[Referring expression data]

######

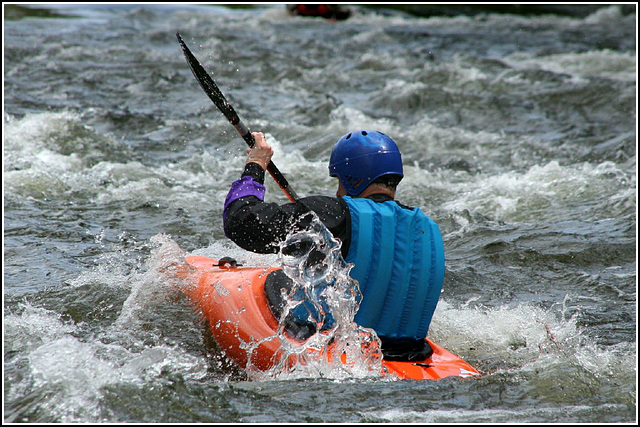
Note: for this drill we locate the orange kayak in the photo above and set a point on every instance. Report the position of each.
(233, 300)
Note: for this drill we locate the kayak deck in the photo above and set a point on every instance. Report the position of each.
(233, 301)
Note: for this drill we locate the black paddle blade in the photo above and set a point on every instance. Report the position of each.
(213, 92)
(206, 82)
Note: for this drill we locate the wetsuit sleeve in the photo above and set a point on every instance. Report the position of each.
(259, 227)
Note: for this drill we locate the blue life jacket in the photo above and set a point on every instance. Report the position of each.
(399, 264)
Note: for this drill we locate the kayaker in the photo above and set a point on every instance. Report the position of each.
(397, 250)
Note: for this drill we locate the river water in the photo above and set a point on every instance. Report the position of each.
(519, 138)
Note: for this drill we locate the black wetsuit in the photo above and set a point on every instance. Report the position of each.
(259, 227)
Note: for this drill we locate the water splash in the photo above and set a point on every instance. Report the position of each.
(323, 289)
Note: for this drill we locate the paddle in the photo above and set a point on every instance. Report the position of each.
(214, 93)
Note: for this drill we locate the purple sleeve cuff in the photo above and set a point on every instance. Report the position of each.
(243, 187)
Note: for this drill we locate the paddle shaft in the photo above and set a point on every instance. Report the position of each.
(214, 93)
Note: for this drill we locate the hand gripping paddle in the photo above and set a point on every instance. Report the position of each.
(212, 90)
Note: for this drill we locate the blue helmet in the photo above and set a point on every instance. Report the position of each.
(360, 157)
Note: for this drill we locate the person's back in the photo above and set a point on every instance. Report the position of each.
(397, 251)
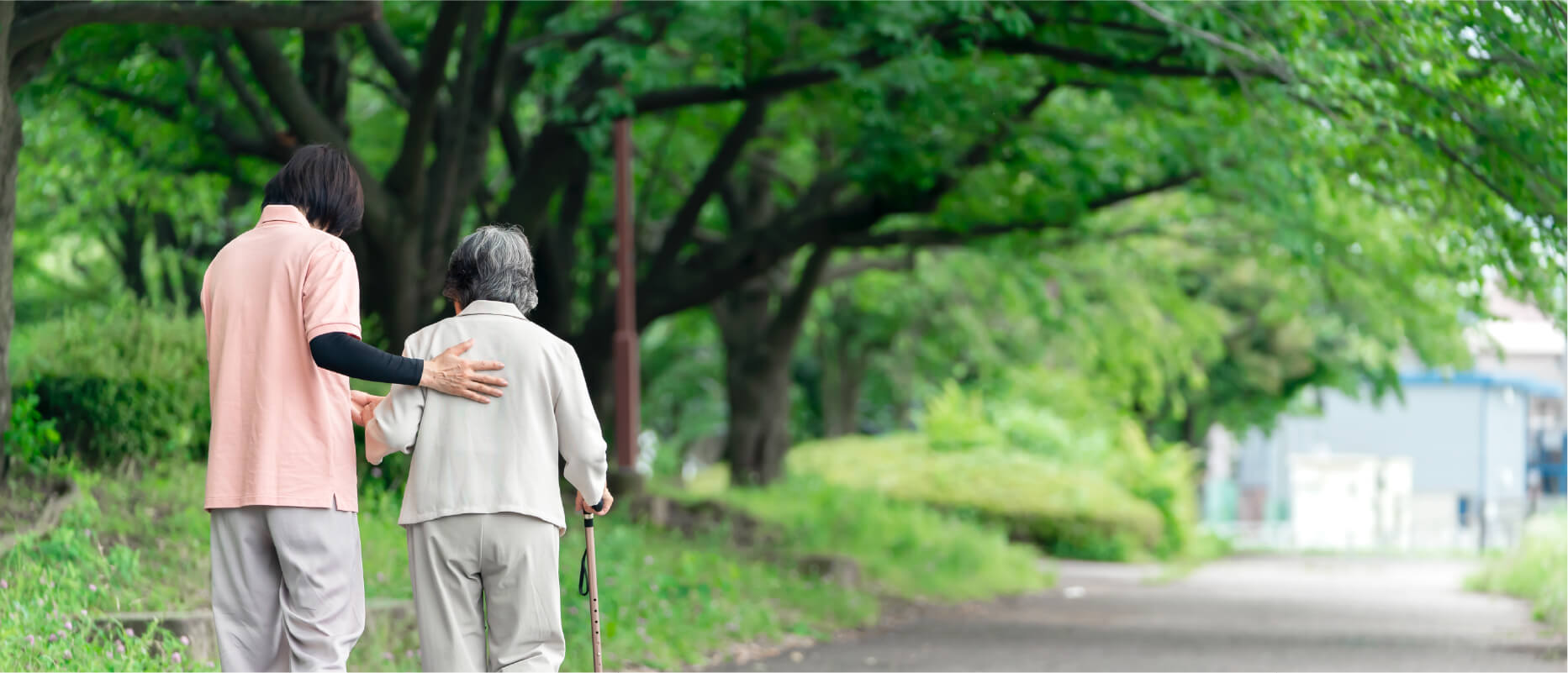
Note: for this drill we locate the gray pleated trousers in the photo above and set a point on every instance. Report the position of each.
(288, 589)
(502, 571)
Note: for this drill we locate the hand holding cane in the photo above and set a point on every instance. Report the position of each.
(589, 584)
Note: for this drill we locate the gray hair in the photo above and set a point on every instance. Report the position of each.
(493, 264)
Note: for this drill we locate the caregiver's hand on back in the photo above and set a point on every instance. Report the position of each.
(453, 376)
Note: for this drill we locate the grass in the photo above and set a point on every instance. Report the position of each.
(911, 551)
(1535, 571)
(1069, 512)
(140, 542)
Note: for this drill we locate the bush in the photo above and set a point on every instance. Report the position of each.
(1067, 510)
(121, 383)
(1059, 419)
(906, 548)
(1535, 571)
(30, 438)
(141, 543)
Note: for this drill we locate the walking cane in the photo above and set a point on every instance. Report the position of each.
(589, 586)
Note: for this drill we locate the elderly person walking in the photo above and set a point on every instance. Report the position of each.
(482, 506)
(282, 338)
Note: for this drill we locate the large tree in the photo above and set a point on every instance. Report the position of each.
(886, 124)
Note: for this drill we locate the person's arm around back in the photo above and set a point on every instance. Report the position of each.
(393, 423)
(580, 439)
(331, 320)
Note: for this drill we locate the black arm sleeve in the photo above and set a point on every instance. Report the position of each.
(342, 354)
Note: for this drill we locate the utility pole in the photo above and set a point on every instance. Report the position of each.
(1481, 493)
(627, 381)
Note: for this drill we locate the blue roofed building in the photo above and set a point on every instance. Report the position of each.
(1459, 463)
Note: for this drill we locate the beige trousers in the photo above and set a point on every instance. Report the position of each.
(502, 571)
(288, 589)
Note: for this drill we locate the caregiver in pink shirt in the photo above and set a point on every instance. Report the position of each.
(282, 339)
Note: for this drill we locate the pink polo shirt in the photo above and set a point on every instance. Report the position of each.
(281, 427)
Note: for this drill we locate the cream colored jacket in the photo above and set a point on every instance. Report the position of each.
(473, 459)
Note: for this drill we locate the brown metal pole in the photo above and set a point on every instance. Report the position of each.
(627, 381)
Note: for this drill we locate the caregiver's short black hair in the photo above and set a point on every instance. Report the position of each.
(320, 182)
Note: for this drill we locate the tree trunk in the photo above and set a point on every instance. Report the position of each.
(759, 408)
(841, 388)
(759, 344)
(10, 154)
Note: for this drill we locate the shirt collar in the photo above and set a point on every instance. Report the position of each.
(282, 215)
(493, 308)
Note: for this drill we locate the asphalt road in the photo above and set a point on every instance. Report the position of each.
(1256, 613)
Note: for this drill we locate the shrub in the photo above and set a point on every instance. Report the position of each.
(123, 381)
(30, 438)
(1537, 570)
(910, 549)
(955, 421)
(1056, 418)
(1068, 510)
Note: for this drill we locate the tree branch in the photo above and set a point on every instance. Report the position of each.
(389, 52)
(288, 93)
(427, 96)
(168, 112)
(242, 88)
(792, 311)
(314, 16)
(859, 266)
(937, 237)
(714, 176)
(708, 94)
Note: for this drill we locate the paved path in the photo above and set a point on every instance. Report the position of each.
(1258, 613)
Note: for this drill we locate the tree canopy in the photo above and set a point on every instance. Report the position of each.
(1308, 177)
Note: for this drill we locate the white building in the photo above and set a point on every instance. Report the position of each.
(1484, 449)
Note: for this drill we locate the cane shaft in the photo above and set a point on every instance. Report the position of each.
(593, 597)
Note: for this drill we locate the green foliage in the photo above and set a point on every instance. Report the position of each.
(121, 381)
(1537, 570)
(55, 590)
(905, 548)
(29, 438)
(1068, 510)
(955, 421)
(140, 542)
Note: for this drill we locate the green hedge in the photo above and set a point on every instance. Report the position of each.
(119, 381)
(1537, 570)
(1064, 435)
(1069, 512)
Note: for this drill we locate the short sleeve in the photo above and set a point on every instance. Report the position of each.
(331, 292)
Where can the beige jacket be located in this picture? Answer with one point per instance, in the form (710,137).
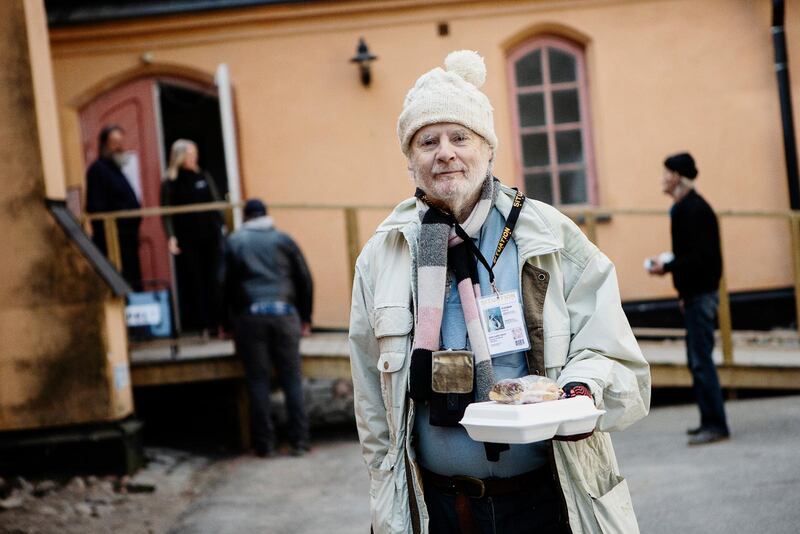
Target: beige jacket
(578,331)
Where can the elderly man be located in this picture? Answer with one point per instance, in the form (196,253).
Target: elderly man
(421,284)
(107,189)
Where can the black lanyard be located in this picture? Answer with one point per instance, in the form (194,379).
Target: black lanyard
(511,222)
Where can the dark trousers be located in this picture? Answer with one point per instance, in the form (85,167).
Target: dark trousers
(699,315)
(129,253)
(197,269)
(263,341)
(536,510)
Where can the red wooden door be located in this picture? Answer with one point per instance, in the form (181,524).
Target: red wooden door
(132,106)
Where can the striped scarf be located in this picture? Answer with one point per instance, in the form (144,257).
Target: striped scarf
(440,249)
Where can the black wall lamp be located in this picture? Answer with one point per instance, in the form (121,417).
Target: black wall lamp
(364,57)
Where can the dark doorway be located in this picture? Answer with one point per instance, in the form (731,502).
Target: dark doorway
(194,115)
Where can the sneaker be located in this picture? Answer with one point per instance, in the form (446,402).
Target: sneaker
(299,450)
(708,436)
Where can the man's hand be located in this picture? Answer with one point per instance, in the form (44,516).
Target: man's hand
(173,247)
(575,389)
(656,267)
(305,329)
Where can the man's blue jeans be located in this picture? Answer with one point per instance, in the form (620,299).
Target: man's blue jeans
(699,315)
(264,342)
(535,511)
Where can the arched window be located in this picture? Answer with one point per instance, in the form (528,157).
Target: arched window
(551,119)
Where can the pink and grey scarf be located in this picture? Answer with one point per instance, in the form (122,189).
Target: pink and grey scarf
(440,249)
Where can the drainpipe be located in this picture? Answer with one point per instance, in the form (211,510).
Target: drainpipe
(785,96)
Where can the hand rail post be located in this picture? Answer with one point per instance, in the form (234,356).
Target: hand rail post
(351,229)
(112,242)
(725,323)
(794,221)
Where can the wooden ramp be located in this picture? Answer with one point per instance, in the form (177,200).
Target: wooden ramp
(761,360)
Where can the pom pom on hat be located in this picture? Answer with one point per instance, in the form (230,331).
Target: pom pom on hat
(467,64)
(448,95)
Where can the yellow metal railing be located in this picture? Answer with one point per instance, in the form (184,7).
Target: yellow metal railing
(591,217)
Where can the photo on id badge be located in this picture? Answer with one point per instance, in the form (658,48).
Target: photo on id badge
(494,319)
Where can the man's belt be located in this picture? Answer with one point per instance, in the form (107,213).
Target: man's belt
(271,308)
(488,487)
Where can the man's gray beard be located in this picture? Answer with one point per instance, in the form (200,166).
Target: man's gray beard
(461,202)
(120,158)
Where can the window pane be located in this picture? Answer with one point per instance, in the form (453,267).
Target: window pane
(529,69)
(534,150)
(539,186)
(562,66)
(569,146)
(572,185)
(531,110)
(566,107)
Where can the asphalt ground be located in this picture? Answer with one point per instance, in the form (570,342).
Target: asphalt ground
(749,484)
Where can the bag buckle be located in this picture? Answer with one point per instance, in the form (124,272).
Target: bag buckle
(465,481)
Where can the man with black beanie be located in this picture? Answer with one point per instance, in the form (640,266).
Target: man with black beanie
(696,270)
(269,292)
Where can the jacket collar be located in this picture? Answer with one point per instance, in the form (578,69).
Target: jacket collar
(259,223)
(533,235)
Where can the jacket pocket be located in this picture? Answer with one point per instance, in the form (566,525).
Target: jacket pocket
(392,325)
(556,348)
(614,510)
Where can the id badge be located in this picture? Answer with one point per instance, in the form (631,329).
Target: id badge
(503,323)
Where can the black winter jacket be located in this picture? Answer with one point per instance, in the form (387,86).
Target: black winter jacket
(697,266)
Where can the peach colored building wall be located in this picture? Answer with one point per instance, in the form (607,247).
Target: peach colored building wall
(663,75)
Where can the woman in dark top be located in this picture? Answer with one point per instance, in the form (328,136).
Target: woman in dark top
(194,238)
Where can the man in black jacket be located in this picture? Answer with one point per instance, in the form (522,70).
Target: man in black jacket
(107,189)
(268,290)
(696,270)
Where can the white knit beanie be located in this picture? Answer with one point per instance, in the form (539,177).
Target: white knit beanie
(451,94)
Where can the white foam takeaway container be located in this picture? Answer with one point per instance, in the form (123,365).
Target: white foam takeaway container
(495,422)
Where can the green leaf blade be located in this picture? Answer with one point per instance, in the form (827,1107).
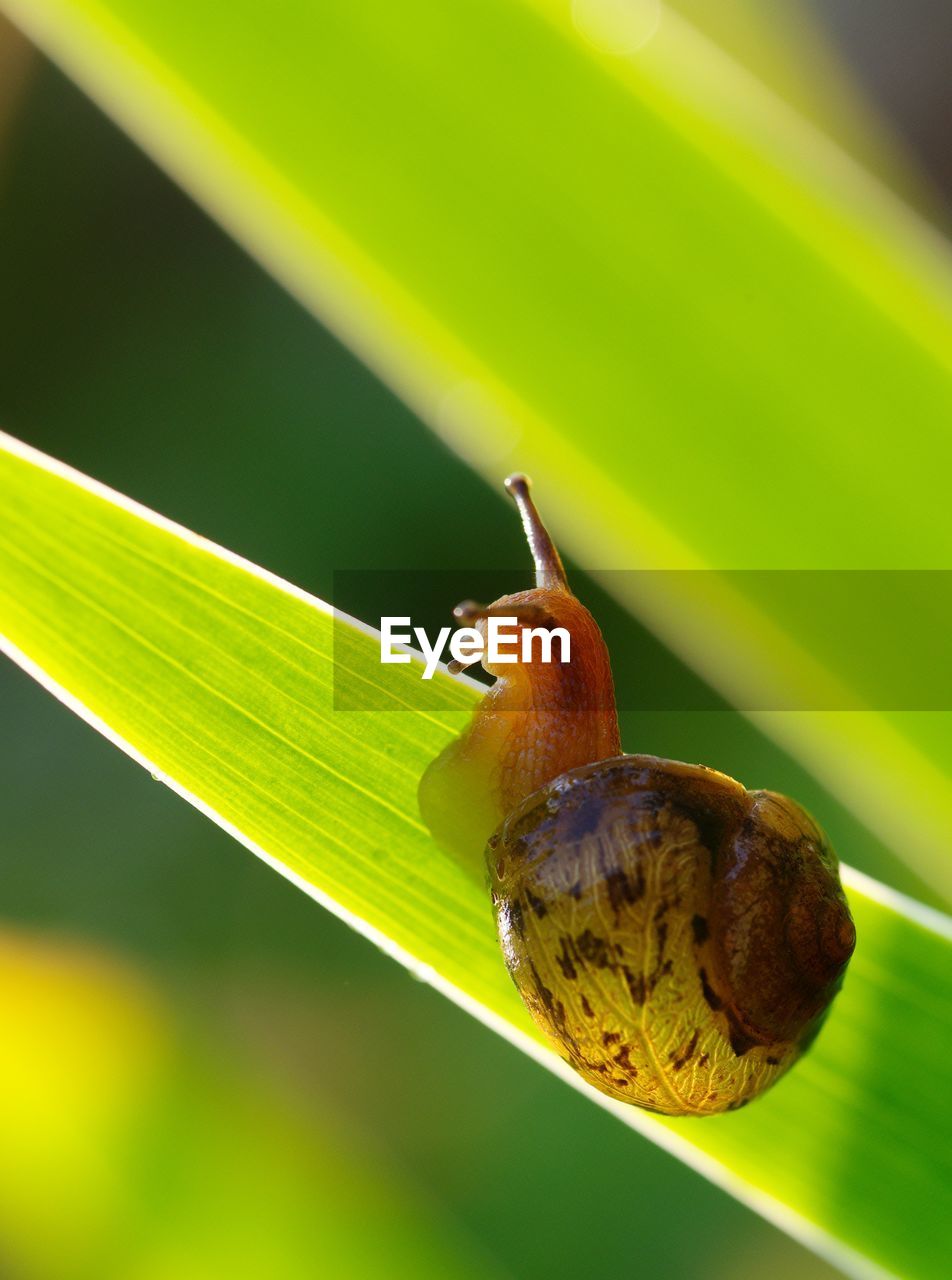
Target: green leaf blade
(222,680)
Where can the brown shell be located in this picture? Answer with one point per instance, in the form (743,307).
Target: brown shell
(677,937)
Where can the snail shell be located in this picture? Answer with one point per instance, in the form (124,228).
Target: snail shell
(677,937)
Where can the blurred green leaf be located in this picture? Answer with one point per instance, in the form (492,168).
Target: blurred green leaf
(127,1155)
(220,679)
(598,250)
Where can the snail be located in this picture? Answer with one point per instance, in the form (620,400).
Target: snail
(676,937)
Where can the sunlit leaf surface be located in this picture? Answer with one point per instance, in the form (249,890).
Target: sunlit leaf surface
(585,242)
(222,681)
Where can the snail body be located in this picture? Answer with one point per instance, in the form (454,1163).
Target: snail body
(676,937)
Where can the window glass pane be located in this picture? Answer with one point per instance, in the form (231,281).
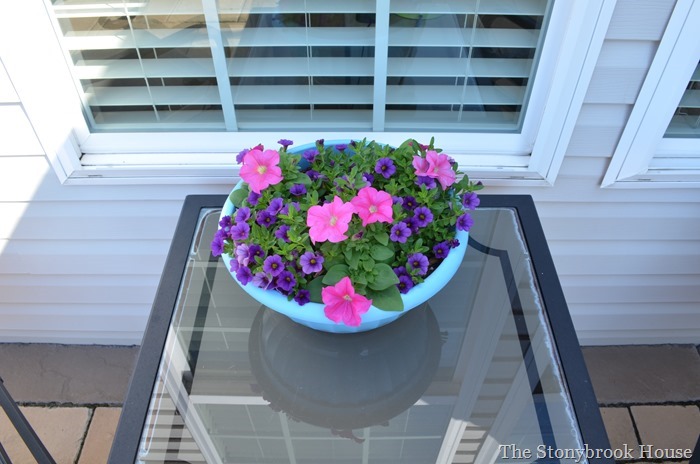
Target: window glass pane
(464,65)
(141,66)
(299,65)
(230,65)
(686,120)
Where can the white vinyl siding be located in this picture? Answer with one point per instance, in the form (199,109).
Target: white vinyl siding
(660,145)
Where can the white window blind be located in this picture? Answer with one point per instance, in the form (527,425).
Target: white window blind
(686,119)
(263,65)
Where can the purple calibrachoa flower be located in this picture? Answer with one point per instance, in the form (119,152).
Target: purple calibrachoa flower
(417,262)
(217,245)
(243,254)
(281,233)
(261,280)
(470,200)
(244,275)
(265,218)
(298,190)
(429,182)
(243,214)
(423,216)
(399,271)
(465,222)
(400,232)
(276,205)
(302,297)
(441,250)
(311,262)
(409,203)
(405,283)
(385,167)
(310,155)
(314,175)
(412,224)
(273,265)
(253,198)
(240,231)
(255,251)
(286,281)
(285,209)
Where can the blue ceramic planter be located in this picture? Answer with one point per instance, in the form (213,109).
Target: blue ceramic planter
(312,315)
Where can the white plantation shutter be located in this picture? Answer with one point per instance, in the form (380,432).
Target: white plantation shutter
(686,119)
(365,65)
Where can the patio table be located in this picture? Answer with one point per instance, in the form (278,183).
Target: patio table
(488,370)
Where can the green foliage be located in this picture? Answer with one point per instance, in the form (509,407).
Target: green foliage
(369,255)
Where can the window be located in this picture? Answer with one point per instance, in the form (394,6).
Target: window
(660,146)
(163,89)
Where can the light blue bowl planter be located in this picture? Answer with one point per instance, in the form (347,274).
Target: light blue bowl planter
(312,314)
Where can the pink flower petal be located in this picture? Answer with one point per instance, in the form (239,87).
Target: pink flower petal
(343,304)
(330,221)
(373,205)
(421,165)
(260,169)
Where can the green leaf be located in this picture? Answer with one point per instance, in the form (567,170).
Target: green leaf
(385,277)
(335,273)
(237,196)
(381,253)
(388,299)
(382,237)
(314,287)
(352,258)
(368,264)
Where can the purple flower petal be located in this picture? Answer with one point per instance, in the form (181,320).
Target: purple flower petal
(311,262)
(417,262)
(302,297)
(423,216)
(385,167)
(465,222)
(240,231)
(273,265)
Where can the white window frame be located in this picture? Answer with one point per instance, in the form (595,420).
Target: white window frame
(47,91)
(643,157)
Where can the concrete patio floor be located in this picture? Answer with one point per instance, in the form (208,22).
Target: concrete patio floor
(72,395)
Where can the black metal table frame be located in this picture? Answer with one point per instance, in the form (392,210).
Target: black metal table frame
(135,409)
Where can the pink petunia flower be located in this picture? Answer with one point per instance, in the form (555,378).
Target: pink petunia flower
(330,221)
(421,164)
(437,166)
(260,169)
(343,304)
(373,205)
(440,168)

######

Your answer must be the lines above from the one containing "Target: hand rail post" to the one containing "Where can the man with", both included, restated word for word.

Target: hand rail post
(351,229)
(112,242)
(725,323)
(794,221)
Where can the wooden ramp be located in this picture? Answer with one point per instance, in the form (177,200).
Target: wooden ramp
(761,360)
Where can the pom pom on hat be located in this picture? Answer with one point per instance, in the form (230,331).
Target: pom pom on hat
(467,64)
(448,95)
Where can the yellow metal railing be located in this picture? Answer with one point per instance, in the form (184,7).
Target: yellow metal railing
(591,217)
Where can the photo on id badge be located in this picture? Answer with one point per instance, in the form (658,48).
Target: photo on id badge
(494,319)
Where can the man's belt be located in this picture? Answer with one point per instance, in the form (107,213).
Target: man's belt
(271,308)
(488,487)
Where can the man's gray beard be located in this picture? Answer with one point per instance, in the form (200,166).
Target: man's gray beard
(461,202)
(120,158)
Where can the window pane be located in this picture? Answer with one point per instance, in the form (453,267).
Target: window pane
(529,69)
(534,150)
(539,186)
(562,66)
(569,146)
(572,185)
(531,110)
(566,107)
Where can the asphalt ground be located in this picture? Answer with one point per instance, in the form (570,342).
Target: asphalt ground
(749,484)
Where can the bag buckle be located in this picture? Answer with one point per instance, in the form (124,272).
Target: bag buckle
(465,481)
Where can the man with black beanie be located in this picture? Answer with one point per instance, in the form (640,266).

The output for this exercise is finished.